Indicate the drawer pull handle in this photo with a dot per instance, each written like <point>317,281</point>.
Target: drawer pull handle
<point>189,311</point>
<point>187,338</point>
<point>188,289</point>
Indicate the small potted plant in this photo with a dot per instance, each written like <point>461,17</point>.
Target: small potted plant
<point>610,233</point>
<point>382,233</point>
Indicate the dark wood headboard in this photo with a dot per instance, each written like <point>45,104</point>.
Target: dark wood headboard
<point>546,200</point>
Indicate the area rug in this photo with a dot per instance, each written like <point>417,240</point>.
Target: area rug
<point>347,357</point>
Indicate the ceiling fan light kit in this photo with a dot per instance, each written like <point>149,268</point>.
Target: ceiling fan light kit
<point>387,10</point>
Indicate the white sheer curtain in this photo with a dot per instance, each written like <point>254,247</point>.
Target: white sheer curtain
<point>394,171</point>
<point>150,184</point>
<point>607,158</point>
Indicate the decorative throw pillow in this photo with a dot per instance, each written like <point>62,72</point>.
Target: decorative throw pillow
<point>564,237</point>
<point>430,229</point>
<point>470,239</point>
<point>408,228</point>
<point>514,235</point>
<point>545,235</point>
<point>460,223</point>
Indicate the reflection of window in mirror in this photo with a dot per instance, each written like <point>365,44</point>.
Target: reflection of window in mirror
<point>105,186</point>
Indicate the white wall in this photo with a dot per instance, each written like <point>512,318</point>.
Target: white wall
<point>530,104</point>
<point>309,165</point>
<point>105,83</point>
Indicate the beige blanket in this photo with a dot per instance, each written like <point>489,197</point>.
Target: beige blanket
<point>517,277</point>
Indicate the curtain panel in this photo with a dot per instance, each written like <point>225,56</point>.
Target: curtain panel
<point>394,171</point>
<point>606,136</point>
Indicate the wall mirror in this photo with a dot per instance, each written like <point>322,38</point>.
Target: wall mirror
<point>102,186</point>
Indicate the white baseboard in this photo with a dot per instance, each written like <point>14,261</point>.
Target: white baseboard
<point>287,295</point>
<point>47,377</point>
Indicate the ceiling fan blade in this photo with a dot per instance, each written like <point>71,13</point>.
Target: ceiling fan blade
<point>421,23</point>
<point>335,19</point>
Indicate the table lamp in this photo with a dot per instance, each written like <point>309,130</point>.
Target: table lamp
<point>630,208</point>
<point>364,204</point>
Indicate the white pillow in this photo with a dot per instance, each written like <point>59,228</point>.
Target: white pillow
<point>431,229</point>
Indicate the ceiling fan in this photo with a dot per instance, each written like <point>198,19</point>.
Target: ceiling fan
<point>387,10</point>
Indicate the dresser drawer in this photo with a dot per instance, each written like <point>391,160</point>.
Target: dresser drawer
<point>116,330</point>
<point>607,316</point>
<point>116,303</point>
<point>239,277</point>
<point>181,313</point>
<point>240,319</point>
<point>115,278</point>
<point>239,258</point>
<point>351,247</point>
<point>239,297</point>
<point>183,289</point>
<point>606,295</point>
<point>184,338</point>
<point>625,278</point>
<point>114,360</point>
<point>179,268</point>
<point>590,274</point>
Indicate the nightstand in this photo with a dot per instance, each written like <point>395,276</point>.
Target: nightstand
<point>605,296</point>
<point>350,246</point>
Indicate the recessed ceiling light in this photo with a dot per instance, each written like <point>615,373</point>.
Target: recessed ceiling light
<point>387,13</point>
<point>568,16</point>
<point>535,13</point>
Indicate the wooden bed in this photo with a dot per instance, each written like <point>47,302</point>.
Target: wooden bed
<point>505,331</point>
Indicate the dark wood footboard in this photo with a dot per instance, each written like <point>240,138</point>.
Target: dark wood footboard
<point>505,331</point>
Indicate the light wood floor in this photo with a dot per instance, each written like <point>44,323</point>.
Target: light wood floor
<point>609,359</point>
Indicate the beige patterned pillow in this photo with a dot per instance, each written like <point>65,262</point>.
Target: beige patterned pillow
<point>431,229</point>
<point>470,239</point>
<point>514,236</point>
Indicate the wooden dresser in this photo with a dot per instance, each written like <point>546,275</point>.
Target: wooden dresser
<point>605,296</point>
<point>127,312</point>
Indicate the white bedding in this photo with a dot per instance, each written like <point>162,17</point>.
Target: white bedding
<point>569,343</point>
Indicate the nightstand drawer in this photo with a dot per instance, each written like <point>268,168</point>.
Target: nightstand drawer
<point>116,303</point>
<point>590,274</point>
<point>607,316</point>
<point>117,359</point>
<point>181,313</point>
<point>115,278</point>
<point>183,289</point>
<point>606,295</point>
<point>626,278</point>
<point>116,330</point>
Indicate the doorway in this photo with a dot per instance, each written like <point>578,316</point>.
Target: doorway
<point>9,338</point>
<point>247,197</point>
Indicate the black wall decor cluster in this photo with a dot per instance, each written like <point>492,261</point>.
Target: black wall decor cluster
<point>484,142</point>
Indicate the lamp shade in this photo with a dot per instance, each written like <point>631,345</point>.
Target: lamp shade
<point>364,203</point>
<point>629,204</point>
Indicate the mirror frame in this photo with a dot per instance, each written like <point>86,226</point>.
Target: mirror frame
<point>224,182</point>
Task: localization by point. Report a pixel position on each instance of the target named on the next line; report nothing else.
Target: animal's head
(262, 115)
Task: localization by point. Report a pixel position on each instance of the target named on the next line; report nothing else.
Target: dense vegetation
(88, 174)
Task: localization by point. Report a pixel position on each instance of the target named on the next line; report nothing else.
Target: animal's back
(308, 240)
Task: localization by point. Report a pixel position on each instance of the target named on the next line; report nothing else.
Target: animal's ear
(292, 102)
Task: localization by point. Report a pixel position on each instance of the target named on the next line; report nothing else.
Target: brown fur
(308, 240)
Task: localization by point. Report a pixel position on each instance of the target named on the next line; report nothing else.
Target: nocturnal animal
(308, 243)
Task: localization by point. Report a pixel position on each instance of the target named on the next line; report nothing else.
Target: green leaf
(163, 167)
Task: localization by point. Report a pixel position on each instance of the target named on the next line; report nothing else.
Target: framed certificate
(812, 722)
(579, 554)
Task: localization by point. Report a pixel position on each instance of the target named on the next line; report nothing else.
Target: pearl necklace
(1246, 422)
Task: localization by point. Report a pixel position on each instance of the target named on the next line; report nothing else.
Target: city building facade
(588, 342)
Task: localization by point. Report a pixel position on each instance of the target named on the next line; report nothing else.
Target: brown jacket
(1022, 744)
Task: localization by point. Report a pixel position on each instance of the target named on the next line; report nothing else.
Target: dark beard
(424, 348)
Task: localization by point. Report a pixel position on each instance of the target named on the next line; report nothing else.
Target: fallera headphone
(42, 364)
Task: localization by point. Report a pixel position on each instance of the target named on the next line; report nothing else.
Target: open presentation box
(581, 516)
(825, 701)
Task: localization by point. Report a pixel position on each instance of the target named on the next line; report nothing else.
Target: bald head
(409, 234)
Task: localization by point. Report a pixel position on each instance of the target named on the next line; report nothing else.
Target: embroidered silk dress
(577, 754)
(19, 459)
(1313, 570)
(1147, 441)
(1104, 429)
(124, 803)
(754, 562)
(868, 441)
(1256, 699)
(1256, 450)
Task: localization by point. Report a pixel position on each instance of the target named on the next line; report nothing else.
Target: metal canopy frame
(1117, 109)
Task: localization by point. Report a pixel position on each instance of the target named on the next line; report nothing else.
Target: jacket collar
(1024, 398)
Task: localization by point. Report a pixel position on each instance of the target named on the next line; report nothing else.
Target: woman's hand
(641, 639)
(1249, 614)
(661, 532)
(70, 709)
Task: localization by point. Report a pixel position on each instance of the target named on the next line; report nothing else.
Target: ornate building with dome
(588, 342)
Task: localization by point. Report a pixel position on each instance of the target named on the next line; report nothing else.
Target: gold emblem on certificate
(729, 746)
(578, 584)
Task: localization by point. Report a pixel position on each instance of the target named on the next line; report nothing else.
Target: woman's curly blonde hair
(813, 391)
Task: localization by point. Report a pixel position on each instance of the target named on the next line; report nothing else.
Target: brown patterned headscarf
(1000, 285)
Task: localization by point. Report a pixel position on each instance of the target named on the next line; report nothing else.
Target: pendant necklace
★ ★ ★ ★
WORK INSTRUCTION.
Of the entries above, repeat exactly the lines between the line with "Target: light wood floor" and the line with "Indicate the nightstand drawer", inclusive, and no others.

YOUR SOLUTION.
Target: light wood floor
<point>609,359</point>
Indicate the beige patterned pillow in this photo with a dot per instance, each written like <point>65,262</point>.
Target: beige patterned pillow
<point>431,229</point>
<point>470,239</point>
<point>514,236</point>
Indicate the wooden dresser in this photo with a dot per instance, each written like <point>546,275</point>.
Target: wooden dresser
<point>605,296</point>
<point>127,312</point>
Indicate the white bedding in this photo with a dot per instance, each written like <point>162,17</point>.
Target: white bedding
<point>569,343</point>
Indicate the nightstand drawer in this photo with a dot per instance, each written like <point>268,168</point>.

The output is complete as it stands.